(WORK TASK) Only the number is wanted: how many lines below include "sample"?

(RECORDS FOR THE TASK)
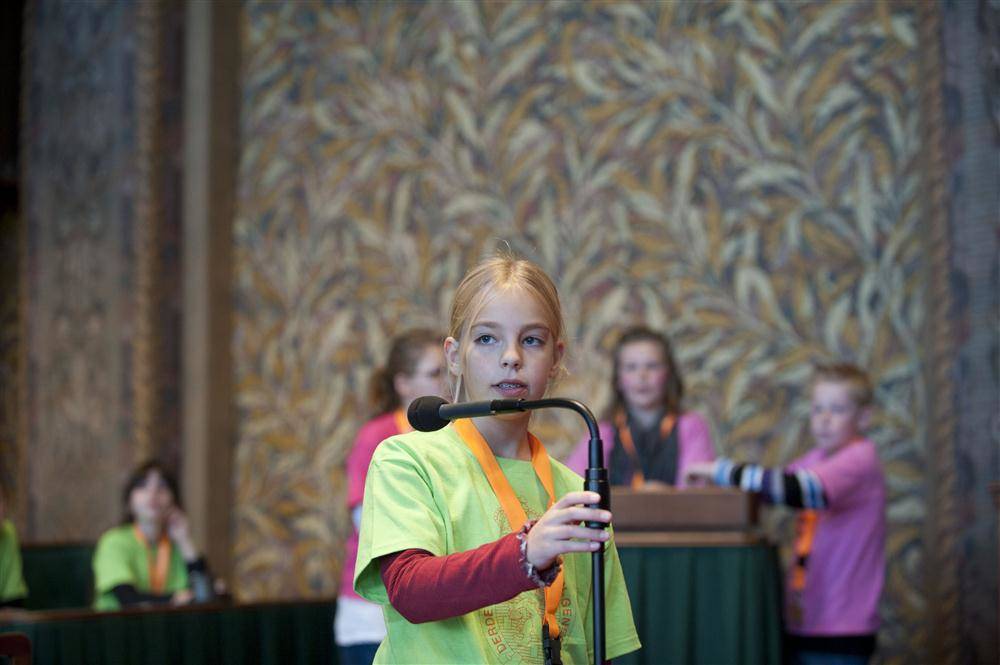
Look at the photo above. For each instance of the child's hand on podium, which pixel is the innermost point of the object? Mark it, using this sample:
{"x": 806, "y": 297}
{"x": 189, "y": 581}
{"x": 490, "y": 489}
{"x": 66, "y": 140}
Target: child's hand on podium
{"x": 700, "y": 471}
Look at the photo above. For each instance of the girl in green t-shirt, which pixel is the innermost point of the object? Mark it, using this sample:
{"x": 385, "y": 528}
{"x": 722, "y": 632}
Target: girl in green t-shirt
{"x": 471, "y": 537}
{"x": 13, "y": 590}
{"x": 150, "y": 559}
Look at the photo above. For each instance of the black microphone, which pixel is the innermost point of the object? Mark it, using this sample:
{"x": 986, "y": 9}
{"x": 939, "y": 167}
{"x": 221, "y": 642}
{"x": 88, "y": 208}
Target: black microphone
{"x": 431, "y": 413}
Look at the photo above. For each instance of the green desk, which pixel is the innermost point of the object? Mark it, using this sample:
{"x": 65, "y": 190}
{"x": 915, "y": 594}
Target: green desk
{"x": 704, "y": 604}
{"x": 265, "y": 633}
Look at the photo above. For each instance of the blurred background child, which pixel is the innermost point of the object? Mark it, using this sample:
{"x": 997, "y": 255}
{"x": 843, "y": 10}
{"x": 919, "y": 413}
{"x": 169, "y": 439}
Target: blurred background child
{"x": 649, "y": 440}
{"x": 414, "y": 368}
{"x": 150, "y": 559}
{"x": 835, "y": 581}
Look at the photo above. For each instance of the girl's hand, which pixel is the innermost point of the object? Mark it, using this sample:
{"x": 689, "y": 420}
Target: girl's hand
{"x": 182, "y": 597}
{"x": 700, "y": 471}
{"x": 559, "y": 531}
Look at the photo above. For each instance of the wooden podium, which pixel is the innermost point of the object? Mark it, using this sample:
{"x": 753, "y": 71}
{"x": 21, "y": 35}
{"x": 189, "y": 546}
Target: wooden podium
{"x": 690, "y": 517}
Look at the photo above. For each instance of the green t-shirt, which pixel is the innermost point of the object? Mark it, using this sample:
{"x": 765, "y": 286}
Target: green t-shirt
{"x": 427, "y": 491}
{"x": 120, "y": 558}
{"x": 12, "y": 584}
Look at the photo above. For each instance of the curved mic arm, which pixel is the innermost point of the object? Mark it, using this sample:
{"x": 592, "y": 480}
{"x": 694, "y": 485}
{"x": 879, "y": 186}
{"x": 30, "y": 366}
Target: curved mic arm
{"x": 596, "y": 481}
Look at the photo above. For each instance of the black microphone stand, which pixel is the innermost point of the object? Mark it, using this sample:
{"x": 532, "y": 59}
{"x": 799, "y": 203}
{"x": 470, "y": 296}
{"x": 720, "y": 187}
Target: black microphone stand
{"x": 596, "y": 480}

(TASK RESULT) 10